To calculate Cohen’s d effect sizes, we gave preference to computing those with the help of posttest means and standard deviations for oral language measures (receptive vocabulary, expressive vocabulary, story comprehension, and syntax) and print-related skills (alphabetic knowledge, phonological sensitivity and orthographic awareness). Because some studies presented only F-values (Wasik &

Bond, 2001), means corrected for pretest scores (Morrow, 1988; Morrow, 1989), or gain scores (Aram, 2006) instead of “raw” posttest data, an extra moderator was created to test the effect of positively biased outcomes. Analyses showed that the mean effect sizes slightly decreased when studies with the adjusted scores were excluded. However, in broad lines, the outcomes were similar to those found for the whole sample. We decided therefore to estimate mean effect sizes with all included studies.

Stored dataset items:
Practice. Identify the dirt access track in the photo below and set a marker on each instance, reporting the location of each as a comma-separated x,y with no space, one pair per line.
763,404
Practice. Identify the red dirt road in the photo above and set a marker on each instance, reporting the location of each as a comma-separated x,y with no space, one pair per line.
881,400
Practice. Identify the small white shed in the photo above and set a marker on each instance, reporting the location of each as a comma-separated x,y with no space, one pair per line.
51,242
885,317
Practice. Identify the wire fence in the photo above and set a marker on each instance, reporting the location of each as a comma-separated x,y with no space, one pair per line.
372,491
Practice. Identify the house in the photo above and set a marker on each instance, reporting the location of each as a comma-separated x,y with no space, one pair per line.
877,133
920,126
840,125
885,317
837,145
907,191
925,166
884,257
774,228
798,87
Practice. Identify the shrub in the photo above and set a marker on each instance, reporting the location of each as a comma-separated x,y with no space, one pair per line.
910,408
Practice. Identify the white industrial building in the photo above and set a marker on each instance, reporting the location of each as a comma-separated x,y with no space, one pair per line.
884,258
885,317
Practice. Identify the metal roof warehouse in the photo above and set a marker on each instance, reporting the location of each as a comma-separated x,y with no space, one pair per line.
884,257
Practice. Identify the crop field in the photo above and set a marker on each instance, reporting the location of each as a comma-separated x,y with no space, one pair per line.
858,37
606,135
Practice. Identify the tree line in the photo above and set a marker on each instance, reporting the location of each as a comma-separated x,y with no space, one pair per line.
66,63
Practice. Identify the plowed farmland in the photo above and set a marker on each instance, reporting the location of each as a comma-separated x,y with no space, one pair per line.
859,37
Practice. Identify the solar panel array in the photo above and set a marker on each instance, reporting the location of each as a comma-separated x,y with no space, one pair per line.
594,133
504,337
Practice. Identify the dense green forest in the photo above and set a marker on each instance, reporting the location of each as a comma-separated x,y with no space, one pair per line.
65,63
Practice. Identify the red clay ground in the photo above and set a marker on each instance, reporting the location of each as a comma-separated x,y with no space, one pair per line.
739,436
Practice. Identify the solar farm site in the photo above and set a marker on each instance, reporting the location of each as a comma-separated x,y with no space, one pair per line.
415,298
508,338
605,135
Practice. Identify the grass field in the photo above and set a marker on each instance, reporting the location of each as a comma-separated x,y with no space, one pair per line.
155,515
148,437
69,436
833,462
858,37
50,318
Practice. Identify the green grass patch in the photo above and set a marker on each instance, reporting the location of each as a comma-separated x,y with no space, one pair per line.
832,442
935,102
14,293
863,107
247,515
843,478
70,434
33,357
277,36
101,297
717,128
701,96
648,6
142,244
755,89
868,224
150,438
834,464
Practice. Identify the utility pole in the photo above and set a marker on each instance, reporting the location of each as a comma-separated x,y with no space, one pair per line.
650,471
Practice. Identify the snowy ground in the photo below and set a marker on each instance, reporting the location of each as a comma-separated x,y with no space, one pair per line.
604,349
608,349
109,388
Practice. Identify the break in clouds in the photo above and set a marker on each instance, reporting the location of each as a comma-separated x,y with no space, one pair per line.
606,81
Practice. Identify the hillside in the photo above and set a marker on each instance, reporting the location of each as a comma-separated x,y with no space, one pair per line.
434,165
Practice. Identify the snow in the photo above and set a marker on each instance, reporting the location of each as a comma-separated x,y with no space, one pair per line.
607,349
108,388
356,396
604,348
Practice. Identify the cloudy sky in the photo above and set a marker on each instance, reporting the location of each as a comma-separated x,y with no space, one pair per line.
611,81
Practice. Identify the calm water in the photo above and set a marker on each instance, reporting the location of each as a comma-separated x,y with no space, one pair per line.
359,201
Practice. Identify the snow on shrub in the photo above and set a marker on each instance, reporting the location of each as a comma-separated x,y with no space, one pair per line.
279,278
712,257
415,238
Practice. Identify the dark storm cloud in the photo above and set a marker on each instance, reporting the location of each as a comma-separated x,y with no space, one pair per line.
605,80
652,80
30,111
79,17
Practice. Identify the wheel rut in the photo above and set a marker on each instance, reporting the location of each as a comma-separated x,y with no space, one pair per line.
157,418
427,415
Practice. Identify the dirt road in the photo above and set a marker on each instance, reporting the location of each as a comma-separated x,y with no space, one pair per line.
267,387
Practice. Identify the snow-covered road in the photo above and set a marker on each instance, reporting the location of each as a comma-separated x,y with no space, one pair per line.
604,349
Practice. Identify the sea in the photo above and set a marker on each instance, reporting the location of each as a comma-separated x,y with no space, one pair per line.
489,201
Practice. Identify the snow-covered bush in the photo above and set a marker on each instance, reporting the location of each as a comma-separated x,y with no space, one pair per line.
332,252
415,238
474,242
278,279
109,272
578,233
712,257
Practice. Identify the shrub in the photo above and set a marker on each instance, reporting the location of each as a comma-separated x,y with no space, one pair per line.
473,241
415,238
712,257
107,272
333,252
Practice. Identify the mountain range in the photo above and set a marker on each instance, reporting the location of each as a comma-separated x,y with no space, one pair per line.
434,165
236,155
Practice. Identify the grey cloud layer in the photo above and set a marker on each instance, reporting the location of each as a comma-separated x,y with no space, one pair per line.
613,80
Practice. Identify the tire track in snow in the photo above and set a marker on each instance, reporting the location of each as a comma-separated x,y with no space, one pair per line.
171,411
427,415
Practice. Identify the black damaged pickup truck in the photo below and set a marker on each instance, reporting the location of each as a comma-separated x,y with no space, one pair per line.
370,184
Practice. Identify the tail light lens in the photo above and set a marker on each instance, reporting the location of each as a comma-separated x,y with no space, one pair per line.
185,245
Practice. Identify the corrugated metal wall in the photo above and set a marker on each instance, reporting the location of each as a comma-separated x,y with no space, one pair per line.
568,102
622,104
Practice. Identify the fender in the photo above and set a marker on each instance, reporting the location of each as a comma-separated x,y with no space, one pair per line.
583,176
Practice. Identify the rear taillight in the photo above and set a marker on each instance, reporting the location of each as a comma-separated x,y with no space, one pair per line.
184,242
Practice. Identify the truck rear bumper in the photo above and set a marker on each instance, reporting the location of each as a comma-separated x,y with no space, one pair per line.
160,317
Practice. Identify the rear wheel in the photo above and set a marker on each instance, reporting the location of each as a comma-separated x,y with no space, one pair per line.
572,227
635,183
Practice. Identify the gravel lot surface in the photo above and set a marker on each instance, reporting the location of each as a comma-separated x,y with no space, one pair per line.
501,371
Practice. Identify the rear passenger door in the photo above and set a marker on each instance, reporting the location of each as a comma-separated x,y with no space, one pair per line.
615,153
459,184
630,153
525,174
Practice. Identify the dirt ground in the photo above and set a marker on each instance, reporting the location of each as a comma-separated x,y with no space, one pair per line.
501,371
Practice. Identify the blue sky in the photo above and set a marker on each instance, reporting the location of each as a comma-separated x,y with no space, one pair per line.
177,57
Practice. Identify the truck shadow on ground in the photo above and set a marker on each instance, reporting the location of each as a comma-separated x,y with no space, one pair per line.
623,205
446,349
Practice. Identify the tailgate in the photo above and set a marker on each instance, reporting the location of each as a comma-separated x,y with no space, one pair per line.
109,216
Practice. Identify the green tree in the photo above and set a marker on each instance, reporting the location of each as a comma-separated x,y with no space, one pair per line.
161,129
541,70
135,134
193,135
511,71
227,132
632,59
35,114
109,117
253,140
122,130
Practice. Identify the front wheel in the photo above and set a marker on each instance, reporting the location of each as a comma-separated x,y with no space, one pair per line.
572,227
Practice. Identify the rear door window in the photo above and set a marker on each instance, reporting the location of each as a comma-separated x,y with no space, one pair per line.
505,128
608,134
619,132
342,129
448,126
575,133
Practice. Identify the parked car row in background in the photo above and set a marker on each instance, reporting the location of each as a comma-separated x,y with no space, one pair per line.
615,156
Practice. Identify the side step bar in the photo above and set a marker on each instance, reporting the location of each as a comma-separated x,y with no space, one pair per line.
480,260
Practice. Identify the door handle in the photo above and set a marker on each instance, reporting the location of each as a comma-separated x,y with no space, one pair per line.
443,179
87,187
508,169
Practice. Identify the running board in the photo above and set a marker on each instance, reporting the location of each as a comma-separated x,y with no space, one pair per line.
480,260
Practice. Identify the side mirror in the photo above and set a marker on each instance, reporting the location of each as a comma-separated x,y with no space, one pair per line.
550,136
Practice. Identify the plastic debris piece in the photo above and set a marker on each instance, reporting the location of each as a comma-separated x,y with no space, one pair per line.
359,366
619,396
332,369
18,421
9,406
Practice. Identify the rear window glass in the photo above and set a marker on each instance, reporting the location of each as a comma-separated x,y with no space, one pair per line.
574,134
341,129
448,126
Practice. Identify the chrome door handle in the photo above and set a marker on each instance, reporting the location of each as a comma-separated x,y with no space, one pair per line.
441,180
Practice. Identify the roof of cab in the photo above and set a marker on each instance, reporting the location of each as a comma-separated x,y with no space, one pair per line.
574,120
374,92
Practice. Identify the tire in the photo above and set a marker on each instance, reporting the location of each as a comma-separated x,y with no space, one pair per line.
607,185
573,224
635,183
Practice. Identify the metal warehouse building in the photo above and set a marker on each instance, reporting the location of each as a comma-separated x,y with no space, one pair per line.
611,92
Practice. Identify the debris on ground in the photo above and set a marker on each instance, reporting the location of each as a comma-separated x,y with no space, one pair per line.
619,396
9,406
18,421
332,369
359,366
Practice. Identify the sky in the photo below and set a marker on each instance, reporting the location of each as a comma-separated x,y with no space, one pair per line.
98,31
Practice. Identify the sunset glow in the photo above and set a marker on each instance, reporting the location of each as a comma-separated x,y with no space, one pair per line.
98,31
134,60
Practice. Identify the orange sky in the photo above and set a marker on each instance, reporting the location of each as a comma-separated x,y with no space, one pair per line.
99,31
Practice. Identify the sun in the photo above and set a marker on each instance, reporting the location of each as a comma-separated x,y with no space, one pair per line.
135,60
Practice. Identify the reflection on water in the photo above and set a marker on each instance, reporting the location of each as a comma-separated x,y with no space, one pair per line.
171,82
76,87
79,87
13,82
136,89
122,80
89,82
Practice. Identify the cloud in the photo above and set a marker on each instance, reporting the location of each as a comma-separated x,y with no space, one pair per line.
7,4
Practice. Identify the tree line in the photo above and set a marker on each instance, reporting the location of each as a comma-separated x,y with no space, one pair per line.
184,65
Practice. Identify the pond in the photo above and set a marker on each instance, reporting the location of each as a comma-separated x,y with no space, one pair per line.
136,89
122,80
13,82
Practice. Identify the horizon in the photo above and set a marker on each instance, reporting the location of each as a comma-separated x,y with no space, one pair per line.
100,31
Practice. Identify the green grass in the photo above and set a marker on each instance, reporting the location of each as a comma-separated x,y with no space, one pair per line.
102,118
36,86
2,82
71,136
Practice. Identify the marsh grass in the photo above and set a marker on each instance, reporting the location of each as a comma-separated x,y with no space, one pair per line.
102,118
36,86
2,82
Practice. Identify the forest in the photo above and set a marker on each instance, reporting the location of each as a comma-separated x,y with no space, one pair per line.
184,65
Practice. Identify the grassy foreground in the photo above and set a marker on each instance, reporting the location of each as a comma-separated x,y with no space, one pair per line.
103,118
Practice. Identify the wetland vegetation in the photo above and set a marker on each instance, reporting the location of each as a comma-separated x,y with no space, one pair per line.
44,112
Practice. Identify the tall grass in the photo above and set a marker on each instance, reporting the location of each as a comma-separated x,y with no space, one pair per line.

Problem set:
(1) Answer these questions on the effect-size passage:
(a) What data did the authors prefer to use when computing Cohen's d effect sizes?
(b) Which study reported gain scores instead of raw posttest data?
(c) How did mean effect sizes change when studies with adjusted scores were excluded?
(2) Please identify and copy each line of the records that contains the word "warehouse".
The records are unrelated to the text.

Task-by-task answers:
(1)
(a) Posttest means and standard deviations.
(b) Aram, 2006.
(c) They slightly decreased.

(2)
Practice. Identify the metal roof warehouse in the photo above and set a marker on each instance, reporting the location of each as a comma-separated x,y with no space, one pair per line.
Practice. Identify the metal warehouse building in the photo above and set a marker on each instance, reporting the location of each as a comma-separated x,y with no space, one pair per line.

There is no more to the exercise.